***** Entries shown *****
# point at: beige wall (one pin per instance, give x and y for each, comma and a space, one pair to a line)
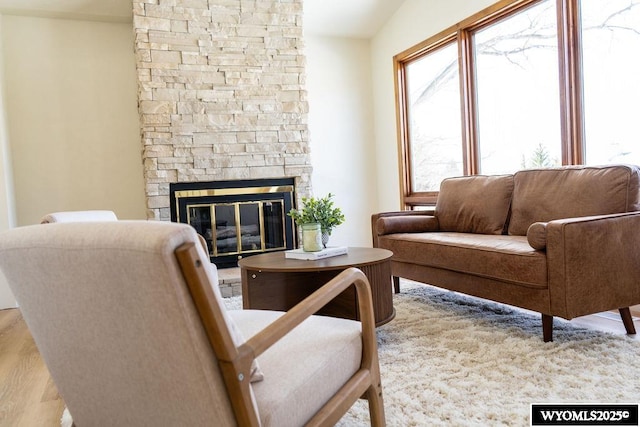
341, 131
415, 21
7, 217
73, 132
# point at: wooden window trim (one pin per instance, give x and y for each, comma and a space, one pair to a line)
570, 81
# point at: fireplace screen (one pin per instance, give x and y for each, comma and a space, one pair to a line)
237, 218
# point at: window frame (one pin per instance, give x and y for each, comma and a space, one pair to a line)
570, 84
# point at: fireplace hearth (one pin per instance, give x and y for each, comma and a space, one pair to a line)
237, 218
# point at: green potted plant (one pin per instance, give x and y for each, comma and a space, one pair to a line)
321, 211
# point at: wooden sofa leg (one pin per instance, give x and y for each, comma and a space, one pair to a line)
547, 327
396, 284
627, 320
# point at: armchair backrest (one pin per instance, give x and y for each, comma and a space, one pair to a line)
111, 314
79, 216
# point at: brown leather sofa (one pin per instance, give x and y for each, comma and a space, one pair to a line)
560, 241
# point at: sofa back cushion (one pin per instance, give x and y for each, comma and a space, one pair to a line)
542, 195
474, 204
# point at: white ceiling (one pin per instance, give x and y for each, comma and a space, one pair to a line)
339, 18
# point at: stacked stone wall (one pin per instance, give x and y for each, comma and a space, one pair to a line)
221, 93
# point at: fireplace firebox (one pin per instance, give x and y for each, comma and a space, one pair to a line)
237, 218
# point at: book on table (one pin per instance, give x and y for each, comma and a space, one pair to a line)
331, 251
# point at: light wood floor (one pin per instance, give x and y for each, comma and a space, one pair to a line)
28, 396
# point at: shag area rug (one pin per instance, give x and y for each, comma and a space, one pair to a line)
451, 360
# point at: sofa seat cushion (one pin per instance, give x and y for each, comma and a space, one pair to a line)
542, 195
302, 366
500, 257
474, 204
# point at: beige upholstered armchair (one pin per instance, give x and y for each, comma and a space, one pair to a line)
79, 216
133, 332
93, 216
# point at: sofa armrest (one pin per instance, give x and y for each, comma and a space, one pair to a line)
593, 263
396, 218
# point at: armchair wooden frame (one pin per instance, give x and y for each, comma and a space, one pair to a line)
235, 362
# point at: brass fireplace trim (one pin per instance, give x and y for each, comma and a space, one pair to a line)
233, 191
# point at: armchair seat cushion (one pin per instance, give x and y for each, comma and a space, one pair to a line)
500, 257
302, 367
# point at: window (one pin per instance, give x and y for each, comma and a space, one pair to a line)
433, 92
525, 83
516, 68
611, 42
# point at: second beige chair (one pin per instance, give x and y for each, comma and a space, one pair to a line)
133, 333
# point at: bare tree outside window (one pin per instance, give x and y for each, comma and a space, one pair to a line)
518, 97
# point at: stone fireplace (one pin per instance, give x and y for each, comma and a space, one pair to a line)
237, 218
221, 94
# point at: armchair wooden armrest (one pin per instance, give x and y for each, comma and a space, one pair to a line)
235, 362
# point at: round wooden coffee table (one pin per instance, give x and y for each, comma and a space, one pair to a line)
272, 282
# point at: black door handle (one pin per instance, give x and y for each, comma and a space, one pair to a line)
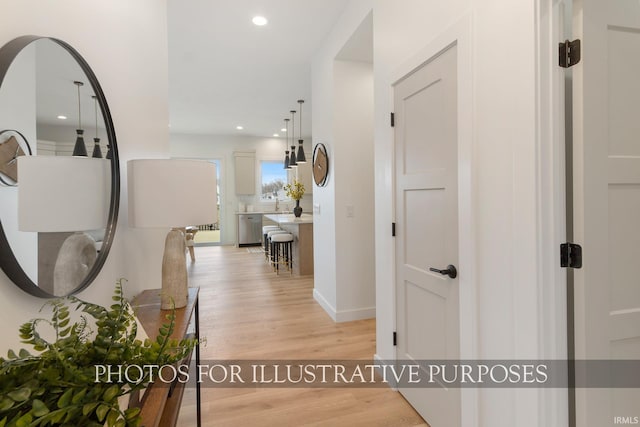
449, 271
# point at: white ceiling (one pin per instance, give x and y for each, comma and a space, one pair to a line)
224, 71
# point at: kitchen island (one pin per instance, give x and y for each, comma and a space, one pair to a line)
302, 230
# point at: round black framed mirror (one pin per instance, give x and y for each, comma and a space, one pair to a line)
41, 101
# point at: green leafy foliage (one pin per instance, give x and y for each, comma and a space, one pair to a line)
59, 384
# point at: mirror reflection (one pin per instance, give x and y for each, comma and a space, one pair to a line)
47, 98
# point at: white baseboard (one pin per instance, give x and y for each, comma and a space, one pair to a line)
*****
§ Instruction: Starting at the line containing "# point at: round black" and ending at the last line of the data, write those lines out again, switching "white baseboard" to "white skirting board" and leaving everything else as it is.

§ Solution:
# point at: round black framed mirror (one pin per instance, give x and y for each, comma and a space, one pair to a line)
41, 101
# point at: green leafy foliage (one pin per instance, give x and y for each, comma and a space, one pair to a line)
59, 384
# point at: mirror reflection (one pin per instance, give x and y for each, comma and a space, one pair to a line)
47, 98
# point at: white skirting board (one pin per instance, give x and y for each, comma and a space, one pair to a line)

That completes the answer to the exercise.